What needs to be done: Please return every line in the following data that includes the string "below".

Dataset items:

▽

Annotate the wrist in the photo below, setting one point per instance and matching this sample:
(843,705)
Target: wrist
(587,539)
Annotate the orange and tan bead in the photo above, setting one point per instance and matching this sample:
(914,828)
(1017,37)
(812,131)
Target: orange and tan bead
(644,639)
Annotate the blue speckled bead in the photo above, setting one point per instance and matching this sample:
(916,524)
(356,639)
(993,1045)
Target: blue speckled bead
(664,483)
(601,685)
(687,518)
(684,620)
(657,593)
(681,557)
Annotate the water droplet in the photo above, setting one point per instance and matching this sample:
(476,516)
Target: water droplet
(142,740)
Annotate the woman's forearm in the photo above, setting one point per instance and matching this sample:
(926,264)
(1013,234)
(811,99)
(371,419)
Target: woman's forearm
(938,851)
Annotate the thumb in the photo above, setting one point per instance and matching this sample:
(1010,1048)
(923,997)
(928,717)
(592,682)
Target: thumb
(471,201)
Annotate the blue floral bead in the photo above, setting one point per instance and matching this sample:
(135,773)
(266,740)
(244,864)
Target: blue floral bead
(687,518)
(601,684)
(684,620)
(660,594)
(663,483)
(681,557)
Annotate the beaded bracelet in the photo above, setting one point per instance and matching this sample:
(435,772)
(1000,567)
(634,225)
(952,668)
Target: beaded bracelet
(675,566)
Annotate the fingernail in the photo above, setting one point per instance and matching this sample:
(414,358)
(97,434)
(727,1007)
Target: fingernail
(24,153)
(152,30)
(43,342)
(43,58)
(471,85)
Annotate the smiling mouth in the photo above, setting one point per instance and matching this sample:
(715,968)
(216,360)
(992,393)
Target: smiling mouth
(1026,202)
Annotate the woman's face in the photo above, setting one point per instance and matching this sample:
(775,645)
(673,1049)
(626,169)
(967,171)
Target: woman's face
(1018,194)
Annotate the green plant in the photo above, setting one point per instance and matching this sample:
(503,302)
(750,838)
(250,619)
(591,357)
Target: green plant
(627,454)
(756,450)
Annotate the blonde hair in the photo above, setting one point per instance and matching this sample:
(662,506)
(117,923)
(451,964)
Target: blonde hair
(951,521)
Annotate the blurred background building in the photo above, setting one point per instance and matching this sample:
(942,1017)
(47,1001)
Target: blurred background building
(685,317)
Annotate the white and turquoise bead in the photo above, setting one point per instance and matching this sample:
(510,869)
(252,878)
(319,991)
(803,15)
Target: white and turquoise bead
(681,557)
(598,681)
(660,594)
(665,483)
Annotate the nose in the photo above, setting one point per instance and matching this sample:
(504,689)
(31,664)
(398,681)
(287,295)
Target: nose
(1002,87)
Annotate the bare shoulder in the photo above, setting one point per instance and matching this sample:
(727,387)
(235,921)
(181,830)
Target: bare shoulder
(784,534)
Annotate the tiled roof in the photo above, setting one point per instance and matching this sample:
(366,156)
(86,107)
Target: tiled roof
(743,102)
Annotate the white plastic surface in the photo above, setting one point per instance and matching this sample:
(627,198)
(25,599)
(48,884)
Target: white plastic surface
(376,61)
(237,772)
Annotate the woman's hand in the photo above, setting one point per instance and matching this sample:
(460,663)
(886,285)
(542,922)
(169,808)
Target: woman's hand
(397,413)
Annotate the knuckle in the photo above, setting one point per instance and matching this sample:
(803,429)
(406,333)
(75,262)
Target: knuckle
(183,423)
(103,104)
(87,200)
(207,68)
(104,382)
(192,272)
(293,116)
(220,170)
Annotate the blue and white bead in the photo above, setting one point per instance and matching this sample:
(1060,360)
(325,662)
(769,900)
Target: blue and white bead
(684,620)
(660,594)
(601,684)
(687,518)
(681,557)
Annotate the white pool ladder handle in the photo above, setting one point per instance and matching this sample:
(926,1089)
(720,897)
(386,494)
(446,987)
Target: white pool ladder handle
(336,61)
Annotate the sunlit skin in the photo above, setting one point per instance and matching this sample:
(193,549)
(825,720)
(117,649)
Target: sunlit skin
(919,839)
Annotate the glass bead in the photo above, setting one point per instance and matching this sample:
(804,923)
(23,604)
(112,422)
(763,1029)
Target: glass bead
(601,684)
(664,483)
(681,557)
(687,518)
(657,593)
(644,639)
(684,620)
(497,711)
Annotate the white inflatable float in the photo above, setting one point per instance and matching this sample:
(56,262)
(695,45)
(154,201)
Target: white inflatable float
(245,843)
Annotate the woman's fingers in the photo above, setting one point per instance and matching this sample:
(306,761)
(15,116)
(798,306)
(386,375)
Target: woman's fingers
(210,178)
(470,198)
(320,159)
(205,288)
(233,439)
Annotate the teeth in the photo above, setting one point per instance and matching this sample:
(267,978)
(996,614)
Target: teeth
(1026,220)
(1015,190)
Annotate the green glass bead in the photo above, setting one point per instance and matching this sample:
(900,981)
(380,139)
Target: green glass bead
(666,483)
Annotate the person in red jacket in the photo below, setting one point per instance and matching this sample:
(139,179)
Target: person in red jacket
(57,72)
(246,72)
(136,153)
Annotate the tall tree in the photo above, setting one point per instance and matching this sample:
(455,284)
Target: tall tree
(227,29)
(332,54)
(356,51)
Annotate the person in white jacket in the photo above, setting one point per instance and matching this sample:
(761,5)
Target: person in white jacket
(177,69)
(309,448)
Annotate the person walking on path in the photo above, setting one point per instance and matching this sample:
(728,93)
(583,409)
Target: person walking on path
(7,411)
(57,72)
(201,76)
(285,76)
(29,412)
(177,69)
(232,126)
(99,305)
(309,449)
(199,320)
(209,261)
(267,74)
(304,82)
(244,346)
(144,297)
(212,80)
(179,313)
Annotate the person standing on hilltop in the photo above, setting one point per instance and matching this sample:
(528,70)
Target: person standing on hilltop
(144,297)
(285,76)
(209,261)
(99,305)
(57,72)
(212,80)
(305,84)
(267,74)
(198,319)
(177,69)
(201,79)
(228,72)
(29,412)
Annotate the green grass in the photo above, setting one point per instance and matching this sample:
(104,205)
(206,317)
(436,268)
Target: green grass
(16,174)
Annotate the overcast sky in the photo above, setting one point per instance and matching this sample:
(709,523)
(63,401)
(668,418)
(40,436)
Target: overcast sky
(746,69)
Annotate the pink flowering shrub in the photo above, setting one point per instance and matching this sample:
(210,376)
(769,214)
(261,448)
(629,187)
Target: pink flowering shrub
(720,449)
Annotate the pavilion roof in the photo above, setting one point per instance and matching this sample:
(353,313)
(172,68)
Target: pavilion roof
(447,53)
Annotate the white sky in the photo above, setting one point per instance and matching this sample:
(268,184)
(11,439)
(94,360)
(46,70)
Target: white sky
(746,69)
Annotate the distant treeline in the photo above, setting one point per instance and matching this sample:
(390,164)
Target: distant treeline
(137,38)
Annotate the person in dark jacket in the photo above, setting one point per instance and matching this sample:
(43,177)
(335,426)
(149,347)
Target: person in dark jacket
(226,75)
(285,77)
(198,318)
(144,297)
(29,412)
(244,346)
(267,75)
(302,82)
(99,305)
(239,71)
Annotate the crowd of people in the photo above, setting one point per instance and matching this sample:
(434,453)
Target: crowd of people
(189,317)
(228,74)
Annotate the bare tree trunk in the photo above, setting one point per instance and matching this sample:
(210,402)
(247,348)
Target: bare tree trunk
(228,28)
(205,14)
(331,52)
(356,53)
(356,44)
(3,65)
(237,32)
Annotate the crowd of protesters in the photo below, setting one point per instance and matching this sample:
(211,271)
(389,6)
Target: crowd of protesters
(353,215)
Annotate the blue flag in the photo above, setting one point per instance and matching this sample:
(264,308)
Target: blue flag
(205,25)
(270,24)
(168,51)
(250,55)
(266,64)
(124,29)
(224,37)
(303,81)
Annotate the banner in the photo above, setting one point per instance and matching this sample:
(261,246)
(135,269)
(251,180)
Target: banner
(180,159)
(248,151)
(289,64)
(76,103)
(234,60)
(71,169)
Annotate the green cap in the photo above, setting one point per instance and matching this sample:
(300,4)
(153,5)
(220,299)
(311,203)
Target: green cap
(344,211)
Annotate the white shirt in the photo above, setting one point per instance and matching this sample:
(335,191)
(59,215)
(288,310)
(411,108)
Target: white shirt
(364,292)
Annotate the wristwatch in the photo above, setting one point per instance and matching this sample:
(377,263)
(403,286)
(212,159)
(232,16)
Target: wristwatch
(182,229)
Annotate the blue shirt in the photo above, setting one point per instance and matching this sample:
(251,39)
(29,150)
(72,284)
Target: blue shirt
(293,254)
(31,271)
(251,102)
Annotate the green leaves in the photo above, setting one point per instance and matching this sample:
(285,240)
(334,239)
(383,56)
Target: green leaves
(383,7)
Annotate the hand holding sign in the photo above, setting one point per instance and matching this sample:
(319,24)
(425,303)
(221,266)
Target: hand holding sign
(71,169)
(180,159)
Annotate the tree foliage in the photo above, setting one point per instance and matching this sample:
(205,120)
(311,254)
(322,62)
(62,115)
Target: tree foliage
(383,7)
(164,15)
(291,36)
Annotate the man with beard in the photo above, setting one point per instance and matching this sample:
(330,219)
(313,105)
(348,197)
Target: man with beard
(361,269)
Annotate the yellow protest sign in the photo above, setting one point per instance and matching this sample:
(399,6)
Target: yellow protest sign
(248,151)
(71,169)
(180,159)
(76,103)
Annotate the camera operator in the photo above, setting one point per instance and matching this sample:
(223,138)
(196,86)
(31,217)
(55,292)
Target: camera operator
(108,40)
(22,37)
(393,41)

△

Answer space:
Annotate the wrist in the photo below, setting one point per instance and matching this sample:
Annotate the person in red jacket in the photo below, setting one point per instance and matching this sample:
Annotate the crowd of protesters in the photo below, setting one point per instance and matching this sample:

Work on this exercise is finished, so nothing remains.